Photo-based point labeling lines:
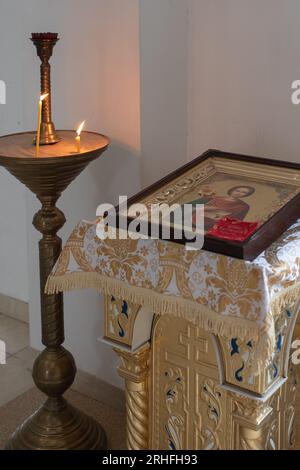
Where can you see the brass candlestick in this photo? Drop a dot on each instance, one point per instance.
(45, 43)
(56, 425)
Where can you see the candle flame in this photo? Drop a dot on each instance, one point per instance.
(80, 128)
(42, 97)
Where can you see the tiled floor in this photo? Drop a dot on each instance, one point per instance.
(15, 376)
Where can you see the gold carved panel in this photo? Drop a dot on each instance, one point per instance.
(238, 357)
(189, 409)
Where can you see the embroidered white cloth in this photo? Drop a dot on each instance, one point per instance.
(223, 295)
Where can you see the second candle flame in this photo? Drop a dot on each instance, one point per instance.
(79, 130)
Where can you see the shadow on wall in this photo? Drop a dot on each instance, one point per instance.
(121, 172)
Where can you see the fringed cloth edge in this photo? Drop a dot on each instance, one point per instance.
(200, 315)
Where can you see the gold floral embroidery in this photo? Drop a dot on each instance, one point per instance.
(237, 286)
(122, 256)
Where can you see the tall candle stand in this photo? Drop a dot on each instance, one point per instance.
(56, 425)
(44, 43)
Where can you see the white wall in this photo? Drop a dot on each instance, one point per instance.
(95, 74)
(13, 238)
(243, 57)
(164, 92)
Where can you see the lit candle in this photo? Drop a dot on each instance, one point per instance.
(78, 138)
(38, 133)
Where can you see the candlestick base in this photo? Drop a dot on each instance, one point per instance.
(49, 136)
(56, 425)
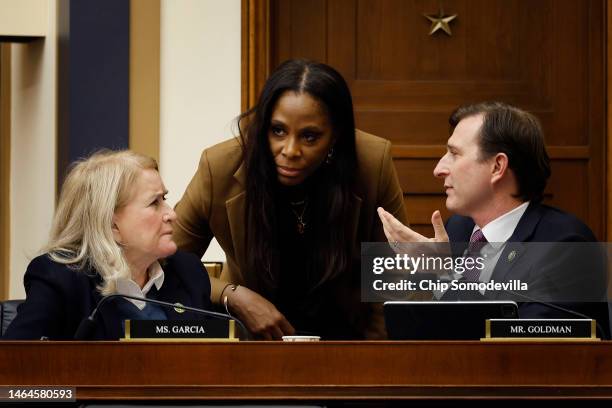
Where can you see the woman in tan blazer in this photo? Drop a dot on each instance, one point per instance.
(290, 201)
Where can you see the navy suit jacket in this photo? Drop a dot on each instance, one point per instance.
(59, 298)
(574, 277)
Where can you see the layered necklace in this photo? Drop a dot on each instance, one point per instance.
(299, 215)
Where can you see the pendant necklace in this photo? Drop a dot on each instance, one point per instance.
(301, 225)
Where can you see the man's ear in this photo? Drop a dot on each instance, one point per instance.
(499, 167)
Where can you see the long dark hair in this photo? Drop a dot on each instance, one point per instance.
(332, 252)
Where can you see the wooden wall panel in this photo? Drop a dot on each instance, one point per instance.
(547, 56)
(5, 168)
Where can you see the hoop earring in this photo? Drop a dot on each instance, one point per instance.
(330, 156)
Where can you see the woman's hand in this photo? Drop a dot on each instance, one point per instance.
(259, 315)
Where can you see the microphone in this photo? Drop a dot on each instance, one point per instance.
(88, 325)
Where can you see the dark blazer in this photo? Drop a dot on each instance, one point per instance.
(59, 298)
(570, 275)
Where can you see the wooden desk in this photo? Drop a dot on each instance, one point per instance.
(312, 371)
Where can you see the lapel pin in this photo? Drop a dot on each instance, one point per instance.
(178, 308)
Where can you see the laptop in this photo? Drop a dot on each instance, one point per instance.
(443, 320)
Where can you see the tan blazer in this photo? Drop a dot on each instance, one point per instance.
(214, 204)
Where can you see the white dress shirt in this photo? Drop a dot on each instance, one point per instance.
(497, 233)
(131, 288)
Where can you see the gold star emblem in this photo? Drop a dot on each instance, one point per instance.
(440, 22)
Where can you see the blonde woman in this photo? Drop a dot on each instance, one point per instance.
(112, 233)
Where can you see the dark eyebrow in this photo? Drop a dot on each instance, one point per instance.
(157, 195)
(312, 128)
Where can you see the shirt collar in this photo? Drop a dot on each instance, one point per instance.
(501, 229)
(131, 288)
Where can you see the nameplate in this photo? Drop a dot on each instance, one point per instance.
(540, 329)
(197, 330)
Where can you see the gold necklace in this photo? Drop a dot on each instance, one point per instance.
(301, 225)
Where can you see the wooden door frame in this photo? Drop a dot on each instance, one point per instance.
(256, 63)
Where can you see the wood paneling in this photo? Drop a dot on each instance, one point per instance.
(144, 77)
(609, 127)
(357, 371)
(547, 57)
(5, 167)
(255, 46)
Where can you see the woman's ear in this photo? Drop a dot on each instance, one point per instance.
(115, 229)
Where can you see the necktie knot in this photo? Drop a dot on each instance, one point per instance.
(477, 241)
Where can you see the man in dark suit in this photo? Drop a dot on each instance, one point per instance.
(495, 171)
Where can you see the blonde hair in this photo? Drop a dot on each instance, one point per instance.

| AIM OF THE TASK |
Rewrite all of these lines, replacing "Drop a dot" with "Place a point" throughout and changing nothing else. Leave the pictures out.

| FINISHED EXERCISE |
Where can you see the brass candlestick in this photo? Place a point on each instance, one point per instance.
(45, 43)
(56, 425)
Where can you see the candle flame in this photo? Place a point on each instance, one point per instance.
(80, 128)
(42, 97)
Where can you see the tiled floor in this photo? Place a point on each instance, one point per instance.
(15, 376)
Where can you see the gold carved panel in this photo? Place a point on each instance, one point per instance.
(238, 357)
(189, 409)
Where can you see the embroidered white cloth in this photo? Place a point on each instance, one point per instance.
(223, 295)
Where can you see the second candle flame in this photo? Place a point on each instance, one point per instance.
(79, 130)
Where can you see the shadow on wall in this photo? Place a point on each instance, one point per instance.
(121, 172)
Where can you see the fringed cloth edge in this photo? Place a point on each instance, one point per instance.
(200, 315)
Where can you see the gold floral embroidery in this photo? Place a point on each instance, one point per instance.
(237, 286)
(122, 256)
Where can you see the tall candle stand in this photo? Place a point on each instance, one point per instance.
(56, 425)
(44, 43)
Where can you see the white wall in this photo? Place a point on each instance, one point per instance.
(95, 74)
(13, 238)
(243, 57)
(164, 92)
Where can you see the lit candle in this photo? Place a point on each instance, one point per instance.
(78, 138)
(38, 133)
Where can you see the candlestick base in this photo? Place a point on each instance, one point per instance.
(49, 136)
(56, 425)
Where can you see the woman in tan blazer in this photo? Place a point on each instance, one point per instance.
(290, 201)
Where can you see the navy suit jacket in this photo? Place a point on each instance, one point per instance.
(59, 298)
(574, 277)
Where can you see the layered necklace in this photo? Place a point on each instance, one point per instance.
(299, 215)
Where can you see the pendant necklace in this photo? Place a point on each instance, one point per instance.
(301, 225)
Where can you see the man's ear in this photo? Place a point on each instance, one point per instance.
(499, 167)
Where can you see the long dark hair in this photo? Place a point on each instance, one point per instance.
(332, 252)
Where can you see the wooden wall panel in this photo? Place a point on each instance, one point per instance.
(547, 56)
(5, 168)
Where can you see the hoop earring in this photo? Place a point on each instance, one point per instance.
(330, 156)
Where can you see the woman's hand in this photo? Place a point on each instance, one point per instance.
(259, 315)
Where can you see the microphone in this photo? Place a point on each instance, one point per instance.
(88, 325)
Where can you see the dark blazer in this photo? Place a point on each instance, one point per instance.
(59, 298)
(570, 275)
Where can you see the wooden desk in this photo? Place a point on each instance, one point per instance.
(312, 371)
Where can you see the lapel pin in this photo? Place a point on each instance, one point per instance.
(178, 308)
Where can you see the laptop in this photo? Place a point on each instance, one point per instance.
(443, 320)
Where can you see the tan blazer in this photo? Place a point on each instance, one point per instance.
(214, 204)
Where can you see the white dress shirt in this photo? Place a point on each instance, one point per instance.
(497, 233)
(131, 288)
Where can you see the gold star emblem in this photo? Place a point on each instance, one point per instance.
(440, 22)
Where can you see the blonde woman in this photo? Place a point on each instance, one point per instance.
(112, 233)
Where can you see the dark eyebrow in this photo? Place a point on each instance, one point per instance.
(157, 195)
(312, 128)
Where can you see the shirt collar in this photo? Place a point on each instance, one point per instance.
(501, 229)
(131, 288)
Where can you see the nameplate in this photo? Place a point on each instance, one point per instance.
(540, 329)
(197, 330)
Where can you see the gold necklace in this photo? Place a point on each instance, one point per instance.
(301, 225)
Where can you see the wooden door frame in this photo? Place a point on each instance, one point per instance.
(256, 63)
Where can you see the wood paneling in this photo? Place a point on each instance, one point per instance.
(144, 77)
(609, 127)
(357, 371)
(547, 57)
(5, 167)
(255, 46)
Where can you see the woman's ear in this photo? Place a point on each instance, one point per instance.
(115, 229)
Where can you see the necktie knot in this photo? Place a point on each instance, one point per instance.
(477, 241)
Where can you see the man in dark suit in this photo? Place a point on each instance, one point per instance.
(495, 171)
Where can you see the blonde hair in this photo? Place a point on each instance, one point per instance.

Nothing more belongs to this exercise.